OBJECTIVE
Reproduce verbatim the stretch of items from the line containing "Mark one point per instance of the black shorts." through the end of the items, with both ends included.

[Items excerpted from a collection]
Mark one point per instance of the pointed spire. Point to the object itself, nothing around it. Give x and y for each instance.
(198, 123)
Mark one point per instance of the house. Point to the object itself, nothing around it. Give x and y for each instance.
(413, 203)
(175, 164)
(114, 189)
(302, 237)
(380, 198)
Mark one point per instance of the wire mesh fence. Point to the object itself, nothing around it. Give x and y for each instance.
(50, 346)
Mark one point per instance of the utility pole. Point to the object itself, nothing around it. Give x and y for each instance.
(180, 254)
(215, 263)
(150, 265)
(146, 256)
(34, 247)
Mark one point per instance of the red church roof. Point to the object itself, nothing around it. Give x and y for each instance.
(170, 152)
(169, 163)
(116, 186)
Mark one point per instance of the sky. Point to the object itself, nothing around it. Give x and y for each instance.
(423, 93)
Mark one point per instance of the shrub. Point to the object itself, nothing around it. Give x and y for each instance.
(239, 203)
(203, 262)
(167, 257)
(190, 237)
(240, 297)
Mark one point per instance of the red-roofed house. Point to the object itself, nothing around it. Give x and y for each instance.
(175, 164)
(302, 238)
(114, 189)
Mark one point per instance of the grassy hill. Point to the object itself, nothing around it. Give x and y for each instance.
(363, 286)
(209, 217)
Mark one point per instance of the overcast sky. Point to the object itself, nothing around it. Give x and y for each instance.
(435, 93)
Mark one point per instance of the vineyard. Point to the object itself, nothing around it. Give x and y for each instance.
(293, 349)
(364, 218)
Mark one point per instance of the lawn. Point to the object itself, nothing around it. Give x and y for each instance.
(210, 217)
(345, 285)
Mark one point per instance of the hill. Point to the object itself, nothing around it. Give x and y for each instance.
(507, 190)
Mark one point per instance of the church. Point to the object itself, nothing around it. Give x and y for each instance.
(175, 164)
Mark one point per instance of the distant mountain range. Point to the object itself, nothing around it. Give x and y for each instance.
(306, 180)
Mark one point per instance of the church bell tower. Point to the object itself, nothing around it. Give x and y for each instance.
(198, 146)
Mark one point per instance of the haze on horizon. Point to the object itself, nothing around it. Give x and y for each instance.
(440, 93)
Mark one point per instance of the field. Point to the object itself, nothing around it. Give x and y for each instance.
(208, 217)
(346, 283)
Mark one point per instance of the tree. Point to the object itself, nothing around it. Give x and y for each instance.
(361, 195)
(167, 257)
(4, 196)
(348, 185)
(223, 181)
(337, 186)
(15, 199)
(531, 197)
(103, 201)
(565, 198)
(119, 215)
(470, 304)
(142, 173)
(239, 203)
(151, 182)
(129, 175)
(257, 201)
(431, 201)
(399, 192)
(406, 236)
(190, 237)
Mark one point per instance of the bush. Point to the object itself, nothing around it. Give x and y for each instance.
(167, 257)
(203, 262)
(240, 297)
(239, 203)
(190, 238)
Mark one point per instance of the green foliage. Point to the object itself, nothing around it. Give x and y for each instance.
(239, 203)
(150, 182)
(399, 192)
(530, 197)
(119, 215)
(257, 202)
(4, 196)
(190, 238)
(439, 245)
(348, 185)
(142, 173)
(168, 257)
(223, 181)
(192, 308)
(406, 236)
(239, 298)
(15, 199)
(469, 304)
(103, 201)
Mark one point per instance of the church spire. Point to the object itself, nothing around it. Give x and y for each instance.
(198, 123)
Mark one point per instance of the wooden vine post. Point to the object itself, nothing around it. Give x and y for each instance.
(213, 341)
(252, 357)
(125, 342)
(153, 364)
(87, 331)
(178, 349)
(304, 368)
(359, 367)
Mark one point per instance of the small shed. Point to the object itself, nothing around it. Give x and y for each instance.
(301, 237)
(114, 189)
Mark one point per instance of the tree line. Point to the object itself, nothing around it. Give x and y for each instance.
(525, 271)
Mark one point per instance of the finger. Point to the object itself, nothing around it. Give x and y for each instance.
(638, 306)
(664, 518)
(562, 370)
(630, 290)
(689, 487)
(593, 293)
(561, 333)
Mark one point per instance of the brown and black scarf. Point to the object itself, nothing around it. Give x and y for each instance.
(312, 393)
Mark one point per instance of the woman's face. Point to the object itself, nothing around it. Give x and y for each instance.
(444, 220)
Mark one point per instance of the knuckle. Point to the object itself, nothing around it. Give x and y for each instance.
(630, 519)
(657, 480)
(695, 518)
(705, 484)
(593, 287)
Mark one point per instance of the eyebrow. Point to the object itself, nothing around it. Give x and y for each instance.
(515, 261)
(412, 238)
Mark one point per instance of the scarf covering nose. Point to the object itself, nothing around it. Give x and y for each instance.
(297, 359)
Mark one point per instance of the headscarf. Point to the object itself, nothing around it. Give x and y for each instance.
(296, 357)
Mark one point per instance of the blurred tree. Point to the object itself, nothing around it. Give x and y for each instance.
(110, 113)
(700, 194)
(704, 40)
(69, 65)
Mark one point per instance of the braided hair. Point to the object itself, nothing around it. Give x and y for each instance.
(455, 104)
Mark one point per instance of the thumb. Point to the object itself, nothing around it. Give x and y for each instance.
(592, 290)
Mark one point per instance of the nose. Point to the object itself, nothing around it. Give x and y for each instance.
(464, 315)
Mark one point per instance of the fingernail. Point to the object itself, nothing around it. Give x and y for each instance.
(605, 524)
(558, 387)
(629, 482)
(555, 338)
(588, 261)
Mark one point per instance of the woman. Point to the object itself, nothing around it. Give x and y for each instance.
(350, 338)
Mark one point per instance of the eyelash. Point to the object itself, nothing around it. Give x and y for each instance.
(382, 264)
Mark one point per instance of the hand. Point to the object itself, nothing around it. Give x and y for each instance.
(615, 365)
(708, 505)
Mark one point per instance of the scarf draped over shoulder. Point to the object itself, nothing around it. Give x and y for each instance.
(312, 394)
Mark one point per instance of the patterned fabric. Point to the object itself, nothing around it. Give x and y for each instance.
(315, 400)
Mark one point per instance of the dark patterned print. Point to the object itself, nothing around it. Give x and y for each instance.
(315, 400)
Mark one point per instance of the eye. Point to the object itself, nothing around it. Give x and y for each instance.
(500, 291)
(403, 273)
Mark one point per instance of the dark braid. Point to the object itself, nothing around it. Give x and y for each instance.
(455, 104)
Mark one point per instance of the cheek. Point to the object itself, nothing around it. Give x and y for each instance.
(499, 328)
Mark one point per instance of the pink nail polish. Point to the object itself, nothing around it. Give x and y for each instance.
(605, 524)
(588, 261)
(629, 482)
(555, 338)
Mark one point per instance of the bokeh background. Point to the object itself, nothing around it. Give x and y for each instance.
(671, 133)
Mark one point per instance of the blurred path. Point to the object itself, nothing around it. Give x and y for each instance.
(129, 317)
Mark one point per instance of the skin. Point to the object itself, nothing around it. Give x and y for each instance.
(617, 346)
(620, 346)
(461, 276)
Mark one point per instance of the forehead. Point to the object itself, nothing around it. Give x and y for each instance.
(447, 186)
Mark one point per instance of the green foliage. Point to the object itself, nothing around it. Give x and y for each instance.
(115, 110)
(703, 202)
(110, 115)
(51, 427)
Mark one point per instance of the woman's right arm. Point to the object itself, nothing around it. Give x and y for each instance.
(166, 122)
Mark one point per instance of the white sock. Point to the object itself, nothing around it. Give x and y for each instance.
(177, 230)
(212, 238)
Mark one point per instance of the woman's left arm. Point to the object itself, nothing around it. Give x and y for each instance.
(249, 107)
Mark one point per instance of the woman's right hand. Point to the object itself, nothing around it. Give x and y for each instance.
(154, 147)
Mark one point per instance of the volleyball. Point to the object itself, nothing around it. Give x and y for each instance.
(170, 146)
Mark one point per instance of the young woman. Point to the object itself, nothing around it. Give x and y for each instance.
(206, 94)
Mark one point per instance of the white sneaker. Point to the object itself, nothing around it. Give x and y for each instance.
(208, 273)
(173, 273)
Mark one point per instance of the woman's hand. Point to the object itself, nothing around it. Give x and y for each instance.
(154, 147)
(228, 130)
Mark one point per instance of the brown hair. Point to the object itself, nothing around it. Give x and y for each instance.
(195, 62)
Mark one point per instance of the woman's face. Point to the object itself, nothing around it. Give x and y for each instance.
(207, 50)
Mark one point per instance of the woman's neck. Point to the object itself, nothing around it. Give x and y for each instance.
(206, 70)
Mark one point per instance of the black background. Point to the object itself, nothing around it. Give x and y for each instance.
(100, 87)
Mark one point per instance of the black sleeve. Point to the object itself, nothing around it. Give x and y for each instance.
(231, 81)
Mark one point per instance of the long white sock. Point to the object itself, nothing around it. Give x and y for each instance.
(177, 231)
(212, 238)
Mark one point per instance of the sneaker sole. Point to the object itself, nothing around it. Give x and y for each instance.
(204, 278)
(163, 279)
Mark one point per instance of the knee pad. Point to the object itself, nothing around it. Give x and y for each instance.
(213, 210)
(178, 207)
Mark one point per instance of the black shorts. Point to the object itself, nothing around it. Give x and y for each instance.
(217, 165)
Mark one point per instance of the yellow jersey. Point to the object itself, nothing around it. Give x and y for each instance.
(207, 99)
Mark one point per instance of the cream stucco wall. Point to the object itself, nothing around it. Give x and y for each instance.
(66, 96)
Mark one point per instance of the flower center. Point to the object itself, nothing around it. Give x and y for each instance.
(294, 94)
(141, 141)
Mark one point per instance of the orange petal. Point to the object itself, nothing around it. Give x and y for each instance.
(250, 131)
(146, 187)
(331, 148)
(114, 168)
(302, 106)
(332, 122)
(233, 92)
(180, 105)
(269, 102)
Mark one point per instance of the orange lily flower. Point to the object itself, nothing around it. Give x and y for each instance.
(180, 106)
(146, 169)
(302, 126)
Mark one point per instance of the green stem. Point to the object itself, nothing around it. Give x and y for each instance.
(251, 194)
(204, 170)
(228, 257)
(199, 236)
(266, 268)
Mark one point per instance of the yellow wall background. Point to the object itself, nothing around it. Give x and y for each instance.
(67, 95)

REPLY
Mark one point per instance of the black shorts. Point to the object itself, nothing around it. Give x and y for each instance.
(217, 165)
Mark one point per instance of the yellow jersey. Point to the object itself, nothing around it. Give x and y for each instance.
(207, 99)
Mark one point per instance of the cream stucco wall. Point to the object itself, nothing around it. Give x and y for each instance.
(66, 96)
Mark one point per instance of the flower center. Point to the object itself, nothing around it. Give x and y for each instance.
(294, 94)
(141, 141)
Mark one point per instance of the orange petal. Point to the object itself, nothing around it. Give x and y for each instance.
(250, 131)
(146, 187)
(331, 148)
(114, 168)
(302, 106)
(332, 122)
(233, 92)
(180, 105)
(269, 102)
Mark one point per instance of the orange lily flower. Point to the object itself, nothing around it. Give x and y for each instance.
(180, 106)
(146, 169)
(302, 126)
Mark one point per instance of the green stem. Point to the object itself, nothing around it. Give x and y for each instance.
(251, 194)
(204, 170)
(228, 257)
(199, 236)
(266, 268)
Mark one point per instance of the yellow wall background. Point to the object itself, nothing around it. Give x and y for each instance.
(67, 95)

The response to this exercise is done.